▸ **PROVIDED PASSAGE**:
# Against all odds, our cockatiel returned to us



## falonso (Nov 28, 2012)

My wife and I live in the Chicago area, and on Thanksgiving morning our pet cockatiel, Tango, flew out the window. We were horrified, and we were able to track him down only to see him chased out of sight by a hawk. We were left not knowing if he was dead or alive, until Sunday when we got a call. Through a bunch of one-in-a-million shots bundled into one, we were able to get our bird back. A guest at a local Hotel had found him frozen and motionless in the parking garage and nursed him back to health. 

Here was the full (written) version of the story: http://www.livingwithmywife.com/tangos-thanksgiving-adventure/

I just made a video version as well, and tried to include some footage of us trying to get him out of the tree: http://www.youtube.com/watch?v=ApolOMxhDSg

I hope you like the story, and I hope it helps anyone who has lost a bird to not give up.


----------



## MeanneyFids (Aug 24, 2010)

wow i am amazed you got him back, he is one lucky bird


----------



## vampiric_conure (Jul 8, 2012)

Whoah! Lucky you! Glad he was found! **Shakes her pom poms in glee**


----------



## AMSD (Nov 2, 2010)

Incredible story! So glad he is home safe! He is gorgeous


----------



## stevechurch2222 (Sep 25, 2011)

What a wonderful story,Tango is gorgeous.My wife and I have a male white face named Snickers and a male cinnamon white face named Cinnamon.We are getting a male/female pearl white face and name him/her Snowflake,who will be about 13 weeks old when we get him/her.


----------



## JaimeS (Nov 28, 2011)

What a great story, very well written! Tango is adorable and I am so glad to hear of a happy ending in such a situation!


----------



## Hels (Oct 31, 2012)

Wow what a story!! I'm so glad you found your precious little dude 


Hels

Sent from my iPad using Tapatalk


----------



## Loopy Lou (Jul 26, 2012)

What a good story!

I'm so glad Tango came home to you again, i think we can all imagine the panic of losing a bird.

▸ **EXTRACTED RECORDS**:
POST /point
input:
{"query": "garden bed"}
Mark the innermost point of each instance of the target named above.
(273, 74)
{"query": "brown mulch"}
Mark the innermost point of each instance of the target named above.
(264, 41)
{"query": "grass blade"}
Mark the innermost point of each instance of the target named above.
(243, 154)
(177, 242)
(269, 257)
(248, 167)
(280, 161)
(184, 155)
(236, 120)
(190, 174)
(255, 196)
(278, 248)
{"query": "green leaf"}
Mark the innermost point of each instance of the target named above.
---
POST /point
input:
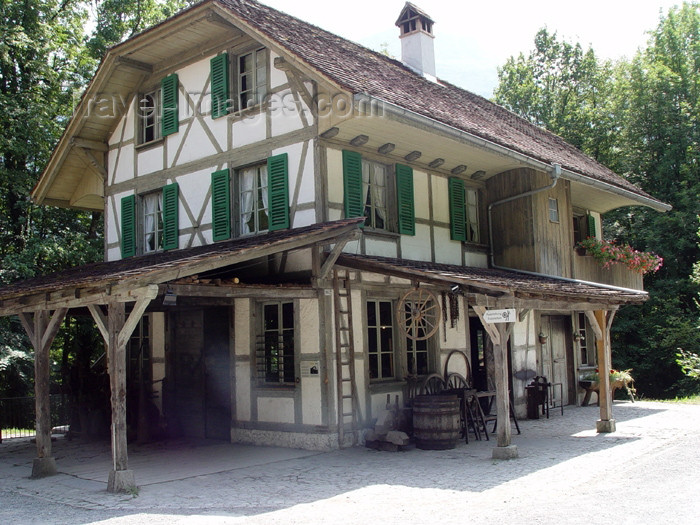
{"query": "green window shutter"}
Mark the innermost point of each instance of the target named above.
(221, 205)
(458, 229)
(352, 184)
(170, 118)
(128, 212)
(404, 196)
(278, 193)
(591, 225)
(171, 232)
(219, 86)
* * *
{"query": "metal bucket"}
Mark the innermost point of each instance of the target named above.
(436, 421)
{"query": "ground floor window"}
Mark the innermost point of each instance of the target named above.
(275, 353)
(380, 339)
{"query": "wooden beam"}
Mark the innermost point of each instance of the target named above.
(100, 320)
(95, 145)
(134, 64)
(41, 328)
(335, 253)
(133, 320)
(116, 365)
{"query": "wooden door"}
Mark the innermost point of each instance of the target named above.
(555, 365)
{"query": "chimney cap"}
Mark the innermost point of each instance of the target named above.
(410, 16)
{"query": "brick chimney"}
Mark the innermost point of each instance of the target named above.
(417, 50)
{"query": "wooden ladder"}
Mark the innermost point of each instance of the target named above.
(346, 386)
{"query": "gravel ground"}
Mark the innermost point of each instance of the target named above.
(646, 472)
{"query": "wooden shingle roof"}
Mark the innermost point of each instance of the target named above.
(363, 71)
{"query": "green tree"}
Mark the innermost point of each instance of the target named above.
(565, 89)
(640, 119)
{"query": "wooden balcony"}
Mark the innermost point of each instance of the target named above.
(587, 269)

▸ **TASKS FOR THIS EXERCISE**:
1. In the cockatiel forum thread, where did the hotel guest find Tango?
2. Reproduce the cockatiel forum thread word for word, starting with "What a wonderful" and going on through "(Nov 28, 2011)".
3. Write the next part of the forum thread about the cockatiel that came home, picking up after its last post.

▸ **ANSWERS FOR THE TASKS**:
1. In the parking garage, frozen and motionless.

2.
What a wonderful story,Tango is gorgeous.My wife and I have a male white face named Snickers and a male cinnamon white face named Cinnamon.We are getting a male/female pearl white face and name him/her Snowflake,who will be about 13 weeks old when we get him/her.


----------



## JaimeS (Nov 28, 2011)

3.
----------



## hanna (Apr 14, 2012)

This story is so touching, Tango is such a fortunate bird...


----------



## Guest (Dec 2, 2012)

Wow, very lucky  I HOPE his wings are clipped now!!


----------



## eduardo (Jan 27, 2012)

Wow, that was very lucky! Tango had an adventure and a half! I am glad it all ended well.


----------



## moonchild (Jul 29, 2012)

I already read Tango's story on another forum, but I enjoyed the video version as well. Very touching.


----------



## falonso (Nov 28, 2012)

Thanks for reading/watching it!



Juliet said:


> Wow, very lucky  I HOPE his wings are clipped now!!


Yeah, Julie (the person who found him) clipped his wingsm after she found hi. I liked when he was able to fly, but even if your careful 100% of the time, accidents will happen. I think we will keep them clipped now. 



Echolalia, I'm glad you liked the video!


----------



## Clair (Jul 31, 2012)

Holy cow! I dream about our birds all the time and one of my recurring nightmares is of our tiel flying away. So glad you got Tango back.


----------



## MeanneyFids (Aug 24, 2010)

just keep in mind, even clipped birds can fly away. best be just as careful with a clipped bird as you would with a flighted bird


----------



## parsley (Oct 15, 2012)

Thanks so much for posting the story and videos, just a great story!!! So glad you got your Tango back!


----------



## bjknight93 (Nov 13, 2011)

What a lucky bird! I'm glad you've gotten him back!


----------



## sunnysmom (Sep 23, 2011)

Wow, what a story! I'm so glad it has a happy ending.


----------



## nassrah (Feb 27, 2012)

Im going to read the story at home(Im at work now),but,anyway,glad youve got your Tango back.All the best X x


----------



## xNx (Jun 6, 2012)

Glad you got your pet back... you should be a narrator


----------



## falonso (Nov 28, 2012)

xNx said:


> Glad you got your pet back... you should be a narrator


Haha thank you very much, I didn't think I did a very good job narrating it.


Btw, the chicago tribune covered the story:
http://www.chicagotribune.com/news/...anksgiving-cockatiel-20121203,0,7938910.story


----------



## xNx (Jun 6, 2012)

Well done  That bird is super tame, I have a tame lovebird but I haven't had a chance to (try) train my Cockatiel as I live away on a university campus.


----------



## billabong (Nov 22, 2012)

falonso said:


> Haha thank you very much, I didn't think I did a very good job narrating it.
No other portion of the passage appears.